(Stored items)
******************************

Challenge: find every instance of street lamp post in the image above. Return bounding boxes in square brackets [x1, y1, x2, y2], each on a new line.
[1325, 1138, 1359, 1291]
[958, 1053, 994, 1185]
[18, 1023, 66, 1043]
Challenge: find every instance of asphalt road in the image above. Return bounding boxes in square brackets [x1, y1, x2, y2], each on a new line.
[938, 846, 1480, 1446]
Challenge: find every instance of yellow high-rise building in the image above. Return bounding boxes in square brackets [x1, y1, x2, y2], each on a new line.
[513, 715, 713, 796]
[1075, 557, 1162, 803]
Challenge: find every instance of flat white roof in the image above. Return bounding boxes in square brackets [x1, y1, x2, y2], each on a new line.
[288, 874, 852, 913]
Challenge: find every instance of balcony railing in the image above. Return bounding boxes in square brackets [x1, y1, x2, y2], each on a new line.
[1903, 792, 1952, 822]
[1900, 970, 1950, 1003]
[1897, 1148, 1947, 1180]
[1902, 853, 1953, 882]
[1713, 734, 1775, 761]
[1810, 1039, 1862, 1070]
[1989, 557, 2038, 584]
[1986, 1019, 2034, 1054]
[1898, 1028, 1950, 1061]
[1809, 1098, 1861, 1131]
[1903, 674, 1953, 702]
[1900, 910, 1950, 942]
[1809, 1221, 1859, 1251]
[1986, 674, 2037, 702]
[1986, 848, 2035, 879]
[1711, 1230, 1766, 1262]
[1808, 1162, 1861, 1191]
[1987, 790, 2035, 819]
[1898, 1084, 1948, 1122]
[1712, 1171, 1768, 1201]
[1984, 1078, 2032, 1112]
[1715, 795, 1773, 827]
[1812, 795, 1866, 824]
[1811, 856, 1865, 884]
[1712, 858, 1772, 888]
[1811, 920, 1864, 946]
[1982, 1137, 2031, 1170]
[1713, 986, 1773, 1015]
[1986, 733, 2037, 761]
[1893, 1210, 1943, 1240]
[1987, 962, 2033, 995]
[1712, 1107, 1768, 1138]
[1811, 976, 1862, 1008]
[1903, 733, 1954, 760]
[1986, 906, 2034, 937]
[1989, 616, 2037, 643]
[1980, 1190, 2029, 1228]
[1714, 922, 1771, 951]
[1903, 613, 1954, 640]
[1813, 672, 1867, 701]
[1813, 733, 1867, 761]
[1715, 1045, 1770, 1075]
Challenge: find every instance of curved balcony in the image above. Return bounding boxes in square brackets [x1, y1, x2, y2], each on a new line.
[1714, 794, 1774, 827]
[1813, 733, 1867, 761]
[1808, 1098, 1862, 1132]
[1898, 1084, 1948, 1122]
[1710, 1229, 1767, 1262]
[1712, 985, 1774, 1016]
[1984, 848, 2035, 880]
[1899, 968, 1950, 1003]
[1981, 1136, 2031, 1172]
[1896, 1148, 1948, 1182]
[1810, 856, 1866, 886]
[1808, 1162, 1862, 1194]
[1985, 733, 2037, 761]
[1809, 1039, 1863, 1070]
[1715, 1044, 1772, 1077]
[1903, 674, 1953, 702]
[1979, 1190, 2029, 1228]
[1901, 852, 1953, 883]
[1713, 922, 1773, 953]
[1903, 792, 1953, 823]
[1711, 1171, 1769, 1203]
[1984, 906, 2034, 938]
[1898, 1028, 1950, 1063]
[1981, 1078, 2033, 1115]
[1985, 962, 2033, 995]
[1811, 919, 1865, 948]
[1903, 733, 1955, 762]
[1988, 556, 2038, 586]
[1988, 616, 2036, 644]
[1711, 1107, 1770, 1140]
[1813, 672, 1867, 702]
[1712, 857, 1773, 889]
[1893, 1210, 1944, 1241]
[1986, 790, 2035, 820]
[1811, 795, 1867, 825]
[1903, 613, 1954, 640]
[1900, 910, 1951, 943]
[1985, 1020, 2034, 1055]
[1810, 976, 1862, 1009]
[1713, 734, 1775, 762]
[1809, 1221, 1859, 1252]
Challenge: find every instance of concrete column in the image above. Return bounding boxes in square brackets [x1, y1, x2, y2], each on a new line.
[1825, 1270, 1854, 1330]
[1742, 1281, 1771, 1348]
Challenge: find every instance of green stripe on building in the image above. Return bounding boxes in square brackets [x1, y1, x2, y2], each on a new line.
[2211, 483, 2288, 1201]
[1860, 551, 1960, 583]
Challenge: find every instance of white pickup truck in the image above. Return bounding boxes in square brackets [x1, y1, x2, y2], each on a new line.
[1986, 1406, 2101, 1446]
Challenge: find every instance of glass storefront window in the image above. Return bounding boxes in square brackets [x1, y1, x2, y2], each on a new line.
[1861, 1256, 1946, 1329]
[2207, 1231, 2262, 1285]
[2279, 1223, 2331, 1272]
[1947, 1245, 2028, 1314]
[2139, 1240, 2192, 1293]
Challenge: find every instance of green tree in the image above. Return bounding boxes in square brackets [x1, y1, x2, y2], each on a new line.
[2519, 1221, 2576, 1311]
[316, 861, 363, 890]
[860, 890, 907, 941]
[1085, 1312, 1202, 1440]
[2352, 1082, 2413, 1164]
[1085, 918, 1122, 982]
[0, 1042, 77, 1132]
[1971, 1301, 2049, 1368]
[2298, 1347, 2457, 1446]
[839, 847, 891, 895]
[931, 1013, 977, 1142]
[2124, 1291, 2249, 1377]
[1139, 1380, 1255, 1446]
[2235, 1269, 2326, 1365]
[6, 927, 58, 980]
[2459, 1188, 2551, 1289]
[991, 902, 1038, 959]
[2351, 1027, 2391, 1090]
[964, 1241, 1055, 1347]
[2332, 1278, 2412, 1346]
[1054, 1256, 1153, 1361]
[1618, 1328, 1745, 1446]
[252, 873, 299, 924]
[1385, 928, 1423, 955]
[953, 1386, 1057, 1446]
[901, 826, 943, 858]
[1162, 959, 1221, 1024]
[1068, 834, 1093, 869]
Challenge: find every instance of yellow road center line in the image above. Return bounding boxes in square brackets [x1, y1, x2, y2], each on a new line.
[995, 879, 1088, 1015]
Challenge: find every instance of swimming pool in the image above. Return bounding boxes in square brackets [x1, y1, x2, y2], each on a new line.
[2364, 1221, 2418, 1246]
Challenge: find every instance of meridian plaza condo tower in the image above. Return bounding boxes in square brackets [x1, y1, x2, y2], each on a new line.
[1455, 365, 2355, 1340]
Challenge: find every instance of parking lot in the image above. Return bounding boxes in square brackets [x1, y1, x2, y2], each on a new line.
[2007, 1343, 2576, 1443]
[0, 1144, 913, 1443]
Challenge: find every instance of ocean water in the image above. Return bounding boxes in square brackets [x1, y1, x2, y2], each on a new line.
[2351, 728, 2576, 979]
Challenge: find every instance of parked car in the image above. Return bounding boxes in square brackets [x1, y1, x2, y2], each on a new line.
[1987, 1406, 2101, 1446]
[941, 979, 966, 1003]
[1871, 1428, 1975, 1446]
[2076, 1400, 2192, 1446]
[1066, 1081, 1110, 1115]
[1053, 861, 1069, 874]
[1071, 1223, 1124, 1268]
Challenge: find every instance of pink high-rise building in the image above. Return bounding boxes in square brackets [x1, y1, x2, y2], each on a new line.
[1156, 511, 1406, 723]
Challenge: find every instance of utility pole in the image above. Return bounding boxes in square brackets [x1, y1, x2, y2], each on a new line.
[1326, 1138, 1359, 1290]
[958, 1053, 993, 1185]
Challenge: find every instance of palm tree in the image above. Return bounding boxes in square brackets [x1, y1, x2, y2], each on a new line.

******************************

**Work instruction**
Output the entries above in their entirety, exactly as written.

**Result of this exercise**
Challenge: find every instance of street lamp post in the image above. Return bounding boxes in square brackets [x1, y1, x2, y2], each on a new line.
[1325, 1138, 1359, 1291]
[958, 1053, 994, 1185]
[18, 1023, 66, 1043]
Challenge: find every instance of asphalt road in the image above. Return bounding boxes in square brackets [x1, y1, x2, y2], each on a new line.
[938, 846, 1480, 1446]
Challenge: find every instance of yellow high-rise building in the image above. Return bounding boxes in square brackets [x1, y1, x2, y2], each on a new line.
[513, 715, 713, 796]
[1075, 557, 1162, 803]
Challenge: find every instance of flat white roof in the image above. Return bounding boxes in square brackets [x1, y1, x2, y2], each on a new line.
[288, 874, 852, 913]
Challenge: find every instance of balcony railing in the image above. Return bounding boxes in square brackets [x1, y1, x2, y2], each on a new line.
[1903, 792, 1952, 822]
[1900, 970, 1950, 1003]
[1897, 1148, 1947, 1180]
[1902, 853, 1953, 882]
[1713, 734, 1775, 761]
[1810, 1039, 1862, 1070]
[1989, 557, 2038, 584]
[1986, 1019, 2034, 1054]
[1898, 1028, 1950, 1061]
[1809, 1098, 1861, 1131]
[1903, 674, 1953, 702]
[1900, 910, 1950, 942]
[1809, 1221, 1859, 1251]
[1986, 674, 2037, 702]
[1986, 848, 2035, 879]
[1711, 1230, 1766, 1262]
[1808, 1162, 1861, 1191]
[1987, 790, 2035, 819]
[1898, 1084, 1948, 1122]
[1712, 1171, 1768, 1201]
[1984, 1078, 2032, 1112]
[1715, 795, 1773, 827]
[1812, 795, 1866, 824]
[1811, 856, 1865, 884]
[1712, 858, 1772, 888]
[1811, 920, 1864, 946]
[1982, 1137, 2031, 1170]
[1713, 986, 1773, 1015]
[1986, 733, 2037, 761]
[1893, 1210, 1943, 1240]
[1987, 962, 2033, 995]
[1712, 1107, 1768, 1138]
[1811, 976, 1862, 1008]
[1903, 733, 1954, 760]
[1986, 906, 2034, 937]
[1989, 616, 2037, 643]
[1980, 1190, 2029, 1228]
[1714, 922, 1771, 951]
[1903, 613, 1954, 640]
[1813, 672, 1867, 701]
[1813, 733, 1867, 761]
[1715, 1045, 1770, 1075]
Challenge: find every instance of curved balcony in the image above. Return bounding boxes in square brackets [x1, y1, x2, y2], each on a new line.
[1714, 794, 1774, 827]
[1813, 733, 1867, 761]
[1808, 1098, 1862, 1132]
[1898, 1084, 1948, 1122]
[1710, 1229, 1767, 1262]
[1712, 985, 1774, 1016]
[1984, 848, 2035, 880]
[1899, 968, 1950, 1003]
[1981, 1136, 2031, 1172]
[1896, 1148, 1948, 1182]
[1810, 856, 1866, 886]
[1808, 1162, 1862, 1194]
[1985, 733, 2037, 761]
[1809, 1039, 1863, 1070]
[1715, 1044, 1772, 1077]
[1903, 674, 1953, 702]
[1979, 1190, 2029, 1228]
[1901, 852, 1953, 883]
[1713, 922, 1773, 953]
[1903, 792, 1953, 823]
[1711, 1171, 1769, 1203]
[1984, 906, 2034, 938]
[1898, 1028, 1950, 1063]
[1981, 1078, 2033, 1115]
[1985, 962, 2033, 995]
[1811, 919, 1865, 948]
[1903, 733, 1955, 762]
[1988, 556, 2038, 586]
[1988, 616, 2036, 644]
[1711, 1107, 1770, 1140]
[1813, 672, 1867, 702]
[1712, 857, 1773, 889]
[1893, 1210, 1944, 1241]
[1986, 790, 2035, 820]
[1811, 795, 1867, 825]
[1903, 613, 1954, 640]
[1900, 910, 1951, 943]
[1985, 1020, 2034, 1055]
[1810, 976, 1862, 1009]
[1713, 734, 1775, 762]
[1809, 1221, 1859, 1252]
Challenge: find every instance of concrete column in the image above. Return bounding boxes in square brackets [x1, y1, x2, y2], each on a new line.
[1825, 1270, 1854, 1330]
[1742, 1281, 1771, 1348]
Challenge: find every instance of green stripe on building in the image above. Return bounding boxes in square brackets [x1, y1, x2, y2], each on a new line.
[2211, 483, 2288, 1201]
[1860, 551, 1960, 583]
Challenge: find every instance of white pickup truck in the image above. Return bounding boxes in square brackets [x1, y1, x2, y2], each on a new line.
[1986, 1406, 2101, 1446]
Challenge: find every instance of glass storefront window in the image above. Return bounding boxes in square brackets [x1, y1, x2, y2], each on a new line.
[1861, 1256, 1946, 1329]
[2207, 1231, 2262, 1285]
[2279, 1223, 2331, 1272]
[1947, 1245, 2028, 1314]
[2139, 1240, 2192, 1293]
Challenge: find every instance of green tree in the image above. Return bounding boxes in square brackets [x1, y1, x2, y2], each on a new line.
[2519, 1221, 2576, 1311]
[316, 861, 363, 890]
[860, 890, 907, 941]
[1085, 1312, 1202, 1440]
[2352, 1082, 2413, 1164]
[1085, 918, 1122, 982]
[0, 1042, 77, 1132]
[1971, 1301, 2049, 1368]
[2298, 1347, 2457, 1446]
[839, 847, 891, 895]
[931, 1013, 977, 1142]
[2124, 1291, 2249, 1377]
[1139, 1380, 1255, 1446]
[2235, 1269, 2326, 1365]
[6, 927, 58, 980]
[2459, 1188, 2551, 1289]
[991, 902, 1038, 959]
[2351, 1027, 2391, 1090]
[964, 1241, 1055, 1347]
[2332, 1278, 2412, 1346]
[1054, 1256, 1153, 1361]
[1618, 1328, 1745, 1446]
[252, 873, 299, 924]
[1385, 928, 1423, 955]
[953, 1386, 1057, 1446]
[901, 826, 943, 858]
[1162, 959, 1221, 1024]
[1068, 834, 1093, 869]
Challenge: find every instance of yellow road center line in the image above. Return bounding boxes in square brackets [x1, y1, x2, y2], each on a new line.
[995, 879, 1088, 1015]
Challenge: find every instance of swimming pool in the image above. Return bounding boxes in square brackets [x1, y1, x2, y2], each on a new line.
[2364, 1221, 2418, 1246]
Challenge: find every instance of meridian plaza condo tower in the image above. Return bounding boxes in square brackets [x1, y1, x2, y2], each on a new line.
[1455, 365, 2355, 1340]
Challenge: find every instance of parking lot in the image above. Return bounding boxes in square brackets [x1, y1, x2, y2], each on a new line.
[2007, 1343, 2576, 1443]
[0, 1144, 913, 1443]
Challenge: find every instance of ocean water in the image above. Return bounding boxes in square brackets [x1, y1, x2, y2], each on a new line.
[2351, 728, 2576, 979]
Challenge: find every instance of parked car in the image above. Return bounding boxes in square brackets [x1, y1, x2, y2], each on a new line.
[1987, 1406, 2101, 1446]
[941, 979, 966, 1003]
[1871, 1428, 1975, 1446]
[2076, 1400, 2192, 1446]
[1066, 1081, 1110, 1115]
[1053, 861, 1069, 874]
[1071, 1223, 1124, 1268]
Challenge: find every instance of pink high-rise building in the image above. Return bounding boxes in square brackets [x1, y1, x2, y2], each on a new line.
[1156, 511, 1406, 723]
Challenge: find every instance of utility pole in the image above. Return bounding boxes in square brackets [x1, y1, x2, y2], each on a new line.
[1326, 1138, 1359, 1290]
[958, 1053, 993, 1185]
Challenge: find every instance of palm tree in the image above. Return bounding boxes in square brackets [x1, y1, x2, y2], each on a new line.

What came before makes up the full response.